Page excerpt ::

━━━━━━━━━━━━━━━━━━━━

Polyamory is the desire or practice of maintaining more than one intimate, romantic relationship at a time with the full knowledge and consent of all involved. And it’s on the rise.
In the last two years alone, polyamory has been the subject of an extraordinarily long New York Times article, a rather ridiculous and improbable Netflix series (You Me Her), a Louis Theroux documentary (Altered States), and many more. But even so, this form of love is still widely misunderstood and often derided.
I’ve been actively practicing polyamory since I was 18. As someone who has never been in a long-term monogamous relationship, I’m sharing a few common misconceptions and busting a few myths about loving more than one.
Not all of us are into group sex (though some of us are!)
Polyamory or consensual non-monogamy is not just one big threesome, foursome or orgy! Many of us, myself included, love group sex and getting various partners together in one big bed. Many others, however, prefer their sex one-to-one and aren’t interested in group encounters at all. The only way to know what your partners prefer is to ask.

━━━━━━━━━━━━━━━━━━━━

Items listed in the dataset
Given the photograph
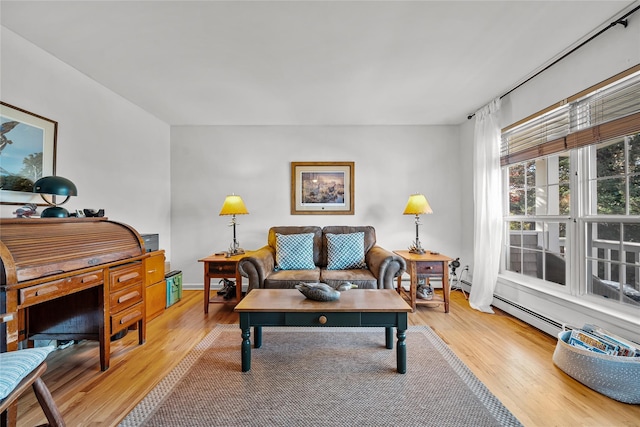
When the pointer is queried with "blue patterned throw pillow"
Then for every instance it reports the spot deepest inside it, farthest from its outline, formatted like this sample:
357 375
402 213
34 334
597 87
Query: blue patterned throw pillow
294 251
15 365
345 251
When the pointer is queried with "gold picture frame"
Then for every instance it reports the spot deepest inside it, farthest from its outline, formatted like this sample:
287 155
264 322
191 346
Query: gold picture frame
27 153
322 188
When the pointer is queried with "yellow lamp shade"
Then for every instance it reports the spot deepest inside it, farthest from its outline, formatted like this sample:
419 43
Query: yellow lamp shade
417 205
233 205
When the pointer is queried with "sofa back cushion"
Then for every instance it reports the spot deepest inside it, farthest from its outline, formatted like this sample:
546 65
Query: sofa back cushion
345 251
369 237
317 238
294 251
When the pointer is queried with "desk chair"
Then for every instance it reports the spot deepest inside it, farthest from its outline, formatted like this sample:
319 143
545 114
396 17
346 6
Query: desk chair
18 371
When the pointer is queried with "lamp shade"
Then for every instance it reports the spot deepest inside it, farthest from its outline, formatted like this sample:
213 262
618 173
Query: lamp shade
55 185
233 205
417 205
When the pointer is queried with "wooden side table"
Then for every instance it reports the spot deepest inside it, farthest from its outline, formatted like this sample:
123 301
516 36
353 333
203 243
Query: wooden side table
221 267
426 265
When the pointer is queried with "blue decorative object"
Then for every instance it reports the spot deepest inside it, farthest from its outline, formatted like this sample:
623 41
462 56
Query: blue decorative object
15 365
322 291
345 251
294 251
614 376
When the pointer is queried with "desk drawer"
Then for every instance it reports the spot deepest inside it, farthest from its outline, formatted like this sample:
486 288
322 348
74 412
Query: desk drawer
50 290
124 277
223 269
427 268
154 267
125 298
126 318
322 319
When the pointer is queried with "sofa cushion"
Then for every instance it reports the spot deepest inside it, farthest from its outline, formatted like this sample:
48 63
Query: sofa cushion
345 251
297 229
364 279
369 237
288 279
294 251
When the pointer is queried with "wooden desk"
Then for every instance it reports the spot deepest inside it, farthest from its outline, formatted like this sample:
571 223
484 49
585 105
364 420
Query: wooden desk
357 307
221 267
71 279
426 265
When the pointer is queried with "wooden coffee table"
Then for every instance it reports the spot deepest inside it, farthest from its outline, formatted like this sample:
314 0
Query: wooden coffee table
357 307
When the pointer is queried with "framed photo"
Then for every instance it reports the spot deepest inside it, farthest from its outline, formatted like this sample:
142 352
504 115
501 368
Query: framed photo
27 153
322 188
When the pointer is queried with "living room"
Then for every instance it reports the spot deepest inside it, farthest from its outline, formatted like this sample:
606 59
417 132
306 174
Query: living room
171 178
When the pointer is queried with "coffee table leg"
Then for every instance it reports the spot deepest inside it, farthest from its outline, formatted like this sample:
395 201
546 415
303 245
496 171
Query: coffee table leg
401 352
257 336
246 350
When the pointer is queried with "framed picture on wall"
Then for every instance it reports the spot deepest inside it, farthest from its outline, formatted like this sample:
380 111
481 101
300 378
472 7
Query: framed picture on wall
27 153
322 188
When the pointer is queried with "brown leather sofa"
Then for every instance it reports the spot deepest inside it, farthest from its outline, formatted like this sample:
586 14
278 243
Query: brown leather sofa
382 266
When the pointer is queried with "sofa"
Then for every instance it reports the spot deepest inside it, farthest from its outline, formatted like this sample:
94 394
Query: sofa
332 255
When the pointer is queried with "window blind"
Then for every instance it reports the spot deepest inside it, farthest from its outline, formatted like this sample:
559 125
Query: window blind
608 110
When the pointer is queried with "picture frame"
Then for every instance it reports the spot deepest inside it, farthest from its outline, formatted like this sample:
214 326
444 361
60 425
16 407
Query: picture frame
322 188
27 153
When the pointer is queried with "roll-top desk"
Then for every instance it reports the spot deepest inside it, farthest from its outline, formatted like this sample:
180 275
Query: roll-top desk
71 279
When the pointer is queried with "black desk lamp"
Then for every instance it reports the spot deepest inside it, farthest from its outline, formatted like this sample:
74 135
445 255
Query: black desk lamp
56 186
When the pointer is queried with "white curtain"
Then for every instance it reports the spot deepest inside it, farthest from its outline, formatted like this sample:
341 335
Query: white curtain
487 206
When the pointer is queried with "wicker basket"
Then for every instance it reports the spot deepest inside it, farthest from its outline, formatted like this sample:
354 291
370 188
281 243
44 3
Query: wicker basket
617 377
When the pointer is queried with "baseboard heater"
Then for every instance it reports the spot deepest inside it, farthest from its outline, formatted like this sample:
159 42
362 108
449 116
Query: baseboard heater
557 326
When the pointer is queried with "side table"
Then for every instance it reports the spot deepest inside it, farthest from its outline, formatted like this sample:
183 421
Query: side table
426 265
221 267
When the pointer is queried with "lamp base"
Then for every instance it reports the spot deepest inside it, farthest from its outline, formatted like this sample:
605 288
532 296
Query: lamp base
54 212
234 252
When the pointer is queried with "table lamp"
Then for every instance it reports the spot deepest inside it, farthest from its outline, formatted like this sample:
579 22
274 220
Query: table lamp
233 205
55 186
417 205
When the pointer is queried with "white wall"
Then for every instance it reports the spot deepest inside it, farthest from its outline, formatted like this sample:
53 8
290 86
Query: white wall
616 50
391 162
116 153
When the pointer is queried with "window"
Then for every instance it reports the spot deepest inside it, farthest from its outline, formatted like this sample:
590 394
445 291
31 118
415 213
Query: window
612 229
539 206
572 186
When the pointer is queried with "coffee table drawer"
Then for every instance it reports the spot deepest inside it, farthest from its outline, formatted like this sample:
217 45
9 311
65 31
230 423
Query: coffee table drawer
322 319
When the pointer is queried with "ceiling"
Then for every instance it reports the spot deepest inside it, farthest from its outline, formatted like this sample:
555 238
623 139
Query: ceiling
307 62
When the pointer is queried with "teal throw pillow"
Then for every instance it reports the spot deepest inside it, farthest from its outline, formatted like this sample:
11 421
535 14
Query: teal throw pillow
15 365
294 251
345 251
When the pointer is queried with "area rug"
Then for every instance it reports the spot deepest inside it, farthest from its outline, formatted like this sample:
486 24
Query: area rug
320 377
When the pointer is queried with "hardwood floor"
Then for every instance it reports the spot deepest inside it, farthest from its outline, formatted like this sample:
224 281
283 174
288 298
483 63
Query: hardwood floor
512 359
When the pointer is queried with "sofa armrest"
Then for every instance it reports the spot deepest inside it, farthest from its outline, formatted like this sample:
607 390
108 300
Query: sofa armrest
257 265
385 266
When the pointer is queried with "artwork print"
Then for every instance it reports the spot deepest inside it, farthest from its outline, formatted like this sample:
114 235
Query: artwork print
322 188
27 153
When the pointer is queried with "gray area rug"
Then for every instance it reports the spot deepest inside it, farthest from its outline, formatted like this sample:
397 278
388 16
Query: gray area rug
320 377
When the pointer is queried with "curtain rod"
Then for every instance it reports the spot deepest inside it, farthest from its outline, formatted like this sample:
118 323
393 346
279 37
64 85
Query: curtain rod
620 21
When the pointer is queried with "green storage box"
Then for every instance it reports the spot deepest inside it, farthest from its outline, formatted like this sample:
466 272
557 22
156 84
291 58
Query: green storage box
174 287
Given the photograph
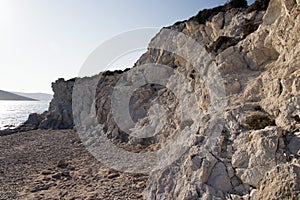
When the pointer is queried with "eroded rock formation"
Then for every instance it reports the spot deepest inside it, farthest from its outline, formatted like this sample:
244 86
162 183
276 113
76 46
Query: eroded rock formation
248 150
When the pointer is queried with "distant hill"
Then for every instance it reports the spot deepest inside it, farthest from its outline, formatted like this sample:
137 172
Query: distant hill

━━━━━━━━━━━━━━━━━━━━

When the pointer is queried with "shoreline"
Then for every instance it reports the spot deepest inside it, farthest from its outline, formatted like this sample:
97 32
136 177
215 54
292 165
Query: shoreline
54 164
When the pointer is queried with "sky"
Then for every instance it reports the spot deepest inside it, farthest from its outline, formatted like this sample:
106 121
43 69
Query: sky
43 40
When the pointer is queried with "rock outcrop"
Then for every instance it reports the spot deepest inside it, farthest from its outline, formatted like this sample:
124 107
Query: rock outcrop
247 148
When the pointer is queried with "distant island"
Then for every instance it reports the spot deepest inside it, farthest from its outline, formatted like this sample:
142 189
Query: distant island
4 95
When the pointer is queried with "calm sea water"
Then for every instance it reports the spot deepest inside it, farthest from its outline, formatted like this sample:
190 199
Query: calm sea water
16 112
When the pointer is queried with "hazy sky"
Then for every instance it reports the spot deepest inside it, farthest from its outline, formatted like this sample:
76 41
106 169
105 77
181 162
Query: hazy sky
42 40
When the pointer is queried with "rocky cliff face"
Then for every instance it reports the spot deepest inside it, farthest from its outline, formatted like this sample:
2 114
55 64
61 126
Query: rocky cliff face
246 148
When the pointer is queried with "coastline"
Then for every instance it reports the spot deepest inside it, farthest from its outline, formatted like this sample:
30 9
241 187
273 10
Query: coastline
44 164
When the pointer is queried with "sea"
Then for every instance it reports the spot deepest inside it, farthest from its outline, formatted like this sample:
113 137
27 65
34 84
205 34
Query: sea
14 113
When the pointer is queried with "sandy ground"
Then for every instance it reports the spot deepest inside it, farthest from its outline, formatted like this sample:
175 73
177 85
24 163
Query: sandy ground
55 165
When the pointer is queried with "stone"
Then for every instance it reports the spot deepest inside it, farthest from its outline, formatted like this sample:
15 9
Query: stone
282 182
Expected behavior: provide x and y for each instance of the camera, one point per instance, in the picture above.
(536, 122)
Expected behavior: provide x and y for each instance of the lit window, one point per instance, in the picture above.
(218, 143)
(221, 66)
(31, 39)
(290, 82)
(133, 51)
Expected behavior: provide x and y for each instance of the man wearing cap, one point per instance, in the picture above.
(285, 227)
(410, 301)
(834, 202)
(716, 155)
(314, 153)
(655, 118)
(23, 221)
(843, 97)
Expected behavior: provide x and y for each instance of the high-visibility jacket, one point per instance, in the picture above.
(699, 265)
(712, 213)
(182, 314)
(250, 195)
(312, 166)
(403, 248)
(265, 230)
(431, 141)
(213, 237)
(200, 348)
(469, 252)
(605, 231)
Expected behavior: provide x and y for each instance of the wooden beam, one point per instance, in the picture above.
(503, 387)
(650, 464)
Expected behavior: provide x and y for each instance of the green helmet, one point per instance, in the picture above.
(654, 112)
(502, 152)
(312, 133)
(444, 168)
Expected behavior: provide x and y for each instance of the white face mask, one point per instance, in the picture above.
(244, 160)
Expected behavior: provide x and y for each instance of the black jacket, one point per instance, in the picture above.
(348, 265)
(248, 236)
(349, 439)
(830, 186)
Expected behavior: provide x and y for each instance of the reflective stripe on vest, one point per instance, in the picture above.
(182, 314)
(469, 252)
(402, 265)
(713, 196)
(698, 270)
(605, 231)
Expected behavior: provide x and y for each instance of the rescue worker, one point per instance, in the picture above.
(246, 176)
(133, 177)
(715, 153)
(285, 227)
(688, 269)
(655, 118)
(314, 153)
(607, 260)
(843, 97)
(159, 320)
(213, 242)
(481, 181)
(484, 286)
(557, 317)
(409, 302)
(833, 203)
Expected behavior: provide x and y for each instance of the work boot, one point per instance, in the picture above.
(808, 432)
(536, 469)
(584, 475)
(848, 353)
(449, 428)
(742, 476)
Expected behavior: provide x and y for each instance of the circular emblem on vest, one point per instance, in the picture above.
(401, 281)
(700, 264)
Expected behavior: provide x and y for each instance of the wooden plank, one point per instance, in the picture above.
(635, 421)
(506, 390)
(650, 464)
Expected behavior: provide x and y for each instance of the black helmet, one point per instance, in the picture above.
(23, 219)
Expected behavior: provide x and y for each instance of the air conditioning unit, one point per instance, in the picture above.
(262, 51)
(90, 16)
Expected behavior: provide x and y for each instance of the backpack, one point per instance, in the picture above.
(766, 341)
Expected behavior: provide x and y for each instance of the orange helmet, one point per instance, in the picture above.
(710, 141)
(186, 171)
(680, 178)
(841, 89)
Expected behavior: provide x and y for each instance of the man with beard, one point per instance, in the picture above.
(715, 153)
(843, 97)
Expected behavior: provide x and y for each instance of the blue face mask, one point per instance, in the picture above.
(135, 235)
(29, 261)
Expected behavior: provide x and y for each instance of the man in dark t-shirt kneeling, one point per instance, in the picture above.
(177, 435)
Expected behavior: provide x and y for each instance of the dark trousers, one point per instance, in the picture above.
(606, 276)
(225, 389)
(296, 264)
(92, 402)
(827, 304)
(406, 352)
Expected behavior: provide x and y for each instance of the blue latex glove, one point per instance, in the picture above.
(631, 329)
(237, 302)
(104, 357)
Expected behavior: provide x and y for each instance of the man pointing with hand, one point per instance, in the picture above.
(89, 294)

━━━━━━━━━━━━━━━━━━━━

What you will do ::
**a.** In the polyamory article, since what age has the writer been practicing polyamory?
**b.** Can you update the polyamory article's passage starting with "In the last" and going on through "of us are!)", swapping "documentary" for "film"?

Answers to the problems ::
**a.** Since age 18.

**b.**
In the last two years alone, polyamory has been the subject of an extraordinarily long New York Times article, a rather ridiculous and improbable Netflix series (You Me Her), a Louis Theroux film (Altered States), and many more. But even so, this form of love is still widely misunderstood and often derided.
I’ve been actively practicing polyamory since I was 18. As someone who has never been in a long-term monogamous relationship, I’m sharing a few common misconceptions and busting a few myths about loving more than one.
Not all of us are into group sex (though some of us are!)